### Given text
* * * *
Outside Olivia's home, Feste mistakes Sebastian for Cesario and tries to take him into the house. Sir Toby and Sir Andrew show up, with the latter immediately attacking Sebastian, as he also thinks this is Cesario who fled the duel. Sebastian quickly gains the upper hand, and Sir Andrew begs him for mercy. Sir Toby then threatens Sebastian but, before they fight, Olivia shows up and apologises for Sir Toby and Sir Andrew's behaviour, ushering a confused Sebastian into her house. Olivia and Sebastian marry that night.

Act four

Feste disguises himself as a priest named 'Sir Topas' to further torment Malvolio, who claims he is sane. Sir Toby thinks the prank has gone too far and fears that Olivia will throw him out of the household if she finds out how they have treated Malvolio. Feste finally gets Malvolio the paper he requested to write to Olivia.

Act five

Further confusion ensues at Olivia's house when Orsino arrives with Cesario, and Antonio is also brought there with the duke's officers. Antonio claims Cesario, who he has mistaken for Sebastian, betrayed him despite the care Antonio gave him over the past weeks. Orsino dismisses Antonio's claim, as Cesario has been in his service for the past few months.

Olivia arrives and spots Cesario, claiming that he is her new husband, which the priest attests to, although it is really Sebastian who was present at the ceremony. This greatly upsets Orsino, who is about to banish Cesario and Olivia in a rage, till Sir Andrew and Sir Toby arrive. Sir Andrew accuses Cesario of wounding him, despite Cesario's claims that he did no such thing. Sir Toby and Sir Andrew leave in search of a doctor.

Eventually, Sebastian enters, apologising for wounding Sir Andrew. He is overjoyed upon seeing Antonio, and everyone else looks from Cesario to Sebastian as the twins begin to recognise each other, too. All the pieces fall into place, as everyone realises that Cesario is Viola.

Orsino also now understands that, in their past conversations, Viola has been telling him that she is in love with him. Olivia realises that she has been married to Sebastian, and not Cesario/Viola. The play finally ends with Sir Toby marrying Maria and a double wedding celebration of Orsino's marriage to Viola and Sebastian's marriage to Olivia.

Twelfth Night: characters

These are the main characters of Twelfth Night.


Orsino is the duke of Illyria. He is lovesick for Olivia and relies heavily on Cesario to deliver declarations of love to Olivia on his behalf.
* * * *
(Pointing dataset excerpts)
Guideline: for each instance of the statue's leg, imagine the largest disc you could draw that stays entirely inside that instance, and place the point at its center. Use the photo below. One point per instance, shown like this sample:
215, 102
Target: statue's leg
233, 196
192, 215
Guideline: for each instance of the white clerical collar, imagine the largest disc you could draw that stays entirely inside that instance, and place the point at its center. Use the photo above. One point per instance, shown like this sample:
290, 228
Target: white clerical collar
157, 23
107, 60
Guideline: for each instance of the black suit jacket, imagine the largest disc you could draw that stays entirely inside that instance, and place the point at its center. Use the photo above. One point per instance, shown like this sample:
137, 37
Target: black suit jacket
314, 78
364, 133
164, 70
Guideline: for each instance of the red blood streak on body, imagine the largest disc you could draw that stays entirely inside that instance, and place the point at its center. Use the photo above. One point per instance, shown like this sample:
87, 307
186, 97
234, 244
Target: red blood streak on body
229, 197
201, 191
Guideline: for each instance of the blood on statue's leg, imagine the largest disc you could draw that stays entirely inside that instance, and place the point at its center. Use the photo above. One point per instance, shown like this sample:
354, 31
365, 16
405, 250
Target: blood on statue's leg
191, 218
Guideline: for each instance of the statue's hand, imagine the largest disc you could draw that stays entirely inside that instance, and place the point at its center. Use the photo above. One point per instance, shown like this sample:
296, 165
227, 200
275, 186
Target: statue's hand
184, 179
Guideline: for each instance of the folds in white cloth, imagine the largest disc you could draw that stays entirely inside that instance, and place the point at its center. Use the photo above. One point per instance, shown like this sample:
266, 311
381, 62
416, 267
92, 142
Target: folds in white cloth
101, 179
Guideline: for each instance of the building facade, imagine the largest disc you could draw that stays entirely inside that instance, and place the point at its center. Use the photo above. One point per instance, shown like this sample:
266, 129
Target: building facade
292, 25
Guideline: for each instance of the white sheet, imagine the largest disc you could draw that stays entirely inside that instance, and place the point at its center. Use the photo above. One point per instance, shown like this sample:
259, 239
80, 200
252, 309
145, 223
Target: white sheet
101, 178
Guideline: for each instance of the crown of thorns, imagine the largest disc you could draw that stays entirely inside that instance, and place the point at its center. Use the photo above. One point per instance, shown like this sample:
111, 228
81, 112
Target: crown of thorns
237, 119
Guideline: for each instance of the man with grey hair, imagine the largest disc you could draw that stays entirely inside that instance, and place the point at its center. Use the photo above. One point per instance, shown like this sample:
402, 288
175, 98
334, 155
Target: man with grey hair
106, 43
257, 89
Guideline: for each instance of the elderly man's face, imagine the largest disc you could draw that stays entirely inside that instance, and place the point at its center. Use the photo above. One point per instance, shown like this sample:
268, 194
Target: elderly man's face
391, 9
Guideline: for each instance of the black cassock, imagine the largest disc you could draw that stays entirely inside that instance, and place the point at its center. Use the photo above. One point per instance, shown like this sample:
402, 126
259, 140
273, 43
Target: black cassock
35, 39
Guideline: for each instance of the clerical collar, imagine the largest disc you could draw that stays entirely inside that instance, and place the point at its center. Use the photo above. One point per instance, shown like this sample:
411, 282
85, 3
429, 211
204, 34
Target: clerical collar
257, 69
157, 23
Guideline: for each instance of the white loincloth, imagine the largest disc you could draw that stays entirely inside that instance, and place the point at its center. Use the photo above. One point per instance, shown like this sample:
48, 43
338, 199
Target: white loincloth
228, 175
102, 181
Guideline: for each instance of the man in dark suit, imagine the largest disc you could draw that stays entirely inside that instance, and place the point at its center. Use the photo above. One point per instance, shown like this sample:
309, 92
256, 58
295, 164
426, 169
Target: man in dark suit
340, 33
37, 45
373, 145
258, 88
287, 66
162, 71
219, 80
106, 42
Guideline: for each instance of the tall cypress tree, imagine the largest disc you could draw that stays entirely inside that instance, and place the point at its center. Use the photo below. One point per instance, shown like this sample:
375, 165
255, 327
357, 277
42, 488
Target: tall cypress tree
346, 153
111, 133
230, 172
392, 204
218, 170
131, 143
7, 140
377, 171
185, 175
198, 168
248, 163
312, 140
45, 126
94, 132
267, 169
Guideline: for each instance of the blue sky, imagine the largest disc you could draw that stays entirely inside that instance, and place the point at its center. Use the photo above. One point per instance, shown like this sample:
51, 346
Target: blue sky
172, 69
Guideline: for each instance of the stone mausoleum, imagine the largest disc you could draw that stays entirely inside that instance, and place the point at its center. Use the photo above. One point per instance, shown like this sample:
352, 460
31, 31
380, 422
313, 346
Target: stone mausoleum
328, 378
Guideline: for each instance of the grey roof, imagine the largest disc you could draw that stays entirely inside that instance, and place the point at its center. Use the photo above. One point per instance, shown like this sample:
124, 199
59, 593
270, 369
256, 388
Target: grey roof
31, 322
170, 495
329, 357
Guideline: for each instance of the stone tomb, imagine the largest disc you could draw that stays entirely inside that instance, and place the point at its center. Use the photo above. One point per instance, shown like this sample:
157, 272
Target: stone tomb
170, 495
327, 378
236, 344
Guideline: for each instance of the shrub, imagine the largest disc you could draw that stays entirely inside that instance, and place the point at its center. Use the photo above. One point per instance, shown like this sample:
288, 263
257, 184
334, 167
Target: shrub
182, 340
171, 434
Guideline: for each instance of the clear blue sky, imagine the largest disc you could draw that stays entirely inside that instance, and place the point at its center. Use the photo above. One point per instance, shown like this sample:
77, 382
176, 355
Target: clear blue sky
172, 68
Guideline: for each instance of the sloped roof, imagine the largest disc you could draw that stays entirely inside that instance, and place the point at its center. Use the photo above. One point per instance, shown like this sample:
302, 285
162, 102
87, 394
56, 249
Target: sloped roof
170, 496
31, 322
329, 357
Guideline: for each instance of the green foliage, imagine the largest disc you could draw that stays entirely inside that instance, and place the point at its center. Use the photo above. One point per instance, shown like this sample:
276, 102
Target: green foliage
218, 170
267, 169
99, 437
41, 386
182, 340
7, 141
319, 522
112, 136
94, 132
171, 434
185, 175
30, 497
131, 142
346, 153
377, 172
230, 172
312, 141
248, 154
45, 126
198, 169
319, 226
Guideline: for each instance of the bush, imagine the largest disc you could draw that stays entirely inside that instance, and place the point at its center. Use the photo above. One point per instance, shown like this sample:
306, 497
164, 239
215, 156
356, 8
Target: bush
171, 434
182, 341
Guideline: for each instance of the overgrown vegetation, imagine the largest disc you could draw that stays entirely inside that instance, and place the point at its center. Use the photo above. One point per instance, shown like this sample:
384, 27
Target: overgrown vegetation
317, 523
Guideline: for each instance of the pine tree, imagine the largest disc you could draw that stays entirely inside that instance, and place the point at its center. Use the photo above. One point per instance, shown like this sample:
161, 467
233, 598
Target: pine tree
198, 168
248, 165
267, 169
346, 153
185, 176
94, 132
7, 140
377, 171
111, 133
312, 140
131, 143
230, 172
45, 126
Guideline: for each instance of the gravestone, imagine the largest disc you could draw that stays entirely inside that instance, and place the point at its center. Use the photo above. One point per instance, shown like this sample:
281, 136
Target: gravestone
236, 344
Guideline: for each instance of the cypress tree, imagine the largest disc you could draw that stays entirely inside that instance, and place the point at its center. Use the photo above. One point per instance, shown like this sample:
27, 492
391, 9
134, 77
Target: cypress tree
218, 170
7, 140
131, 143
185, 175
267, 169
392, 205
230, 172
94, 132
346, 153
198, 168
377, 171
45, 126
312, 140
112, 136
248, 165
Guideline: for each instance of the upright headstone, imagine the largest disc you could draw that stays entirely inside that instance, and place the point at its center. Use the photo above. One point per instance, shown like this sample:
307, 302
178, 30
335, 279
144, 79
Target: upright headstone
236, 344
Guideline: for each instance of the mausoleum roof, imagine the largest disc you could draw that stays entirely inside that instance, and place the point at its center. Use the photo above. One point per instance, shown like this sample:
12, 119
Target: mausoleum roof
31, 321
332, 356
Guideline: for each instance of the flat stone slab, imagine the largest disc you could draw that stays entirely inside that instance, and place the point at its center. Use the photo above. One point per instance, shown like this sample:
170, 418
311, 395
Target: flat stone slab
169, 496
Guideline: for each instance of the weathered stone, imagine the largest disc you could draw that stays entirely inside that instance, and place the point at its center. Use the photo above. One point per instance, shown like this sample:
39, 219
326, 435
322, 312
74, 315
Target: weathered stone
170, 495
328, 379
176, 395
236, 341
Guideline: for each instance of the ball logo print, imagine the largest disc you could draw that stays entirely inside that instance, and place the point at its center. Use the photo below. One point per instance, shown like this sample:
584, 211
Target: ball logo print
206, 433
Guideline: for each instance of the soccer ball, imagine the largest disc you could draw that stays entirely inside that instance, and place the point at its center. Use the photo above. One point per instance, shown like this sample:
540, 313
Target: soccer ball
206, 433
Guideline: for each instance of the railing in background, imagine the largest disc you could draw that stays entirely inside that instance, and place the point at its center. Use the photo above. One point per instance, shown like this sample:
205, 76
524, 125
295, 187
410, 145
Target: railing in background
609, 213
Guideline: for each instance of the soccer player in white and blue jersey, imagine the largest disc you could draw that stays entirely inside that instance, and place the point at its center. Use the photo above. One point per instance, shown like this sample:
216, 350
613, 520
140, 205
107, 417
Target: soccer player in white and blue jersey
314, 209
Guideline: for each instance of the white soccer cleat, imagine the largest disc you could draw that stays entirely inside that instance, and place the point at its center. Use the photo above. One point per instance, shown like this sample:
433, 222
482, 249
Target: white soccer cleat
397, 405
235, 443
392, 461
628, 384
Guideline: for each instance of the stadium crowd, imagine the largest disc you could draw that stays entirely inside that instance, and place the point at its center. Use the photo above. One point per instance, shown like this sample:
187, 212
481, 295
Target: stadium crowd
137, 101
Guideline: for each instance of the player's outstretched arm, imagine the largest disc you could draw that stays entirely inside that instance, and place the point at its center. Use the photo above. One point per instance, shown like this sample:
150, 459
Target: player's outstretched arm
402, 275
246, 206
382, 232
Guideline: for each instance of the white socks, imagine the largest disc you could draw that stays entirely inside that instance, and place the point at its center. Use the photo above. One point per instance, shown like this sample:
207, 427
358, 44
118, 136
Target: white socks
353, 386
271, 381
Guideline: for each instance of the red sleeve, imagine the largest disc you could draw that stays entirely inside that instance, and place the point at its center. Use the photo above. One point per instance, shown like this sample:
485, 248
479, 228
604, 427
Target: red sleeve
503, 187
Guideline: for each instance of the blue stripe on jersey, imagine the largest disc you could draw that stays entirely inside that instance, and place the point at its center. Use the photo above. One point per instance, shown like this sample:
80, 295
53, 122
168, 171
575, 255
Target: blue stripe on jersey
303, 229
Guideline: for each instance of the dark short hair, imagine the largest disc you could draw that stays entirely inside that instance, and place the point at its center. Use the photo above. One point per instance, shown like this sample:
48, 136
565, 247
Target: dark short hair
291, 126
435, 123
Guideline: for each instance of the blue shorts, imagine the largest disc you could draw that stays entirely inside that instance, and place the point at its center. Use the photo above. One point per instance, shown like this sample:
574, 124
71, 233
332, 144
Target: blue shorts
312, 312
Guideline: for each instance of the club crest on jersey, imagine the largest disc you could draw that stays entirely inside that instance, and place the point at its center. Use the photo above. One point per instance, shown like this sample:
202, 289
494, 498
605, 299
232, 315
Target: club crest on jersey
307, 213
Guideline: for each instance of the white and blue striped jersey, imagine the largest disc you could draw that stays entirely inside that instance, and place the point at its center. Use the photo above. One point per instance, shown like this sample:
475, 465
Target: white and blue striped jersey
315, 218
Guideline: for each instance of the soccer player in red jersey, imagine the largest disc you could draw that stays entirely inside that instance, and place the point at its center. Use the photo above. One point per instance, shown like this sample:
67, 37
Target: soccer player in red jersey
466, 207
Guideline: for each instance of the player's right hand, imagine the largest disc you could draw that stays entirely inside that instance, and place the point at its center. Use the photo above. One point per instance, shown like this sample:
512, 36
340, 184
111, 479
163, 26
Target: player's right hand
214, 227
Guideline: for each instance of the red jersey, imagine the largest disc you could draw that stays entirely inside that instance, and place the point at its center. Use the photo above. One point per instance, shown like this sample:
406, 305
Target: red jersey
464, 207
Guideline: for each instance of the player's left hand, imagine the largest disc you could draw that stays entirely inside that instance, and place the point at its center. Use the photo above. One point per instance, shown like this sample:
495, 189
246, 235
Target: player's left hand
* * * *
### Do this
Rewrite the stretch of the Twelfth Night summary from "Orsino also now" through "of Twelfth Night.", putting "joint wedding" in place of "double wedding".

### Written answer
Orsino also now understands that, in their past conversations, Viola has been telling him that she is in love with him. Olivia realises that she has been married to Sebastian, and not Cesario/Viola. The play finally ends with Sir Toby marrying Maria and a joint wedding celebration of Orsino's marriage to Viola and Sebastian's marriage to Olivia.

Twelfth Night: characters

These are the main characters of Twelfth Night.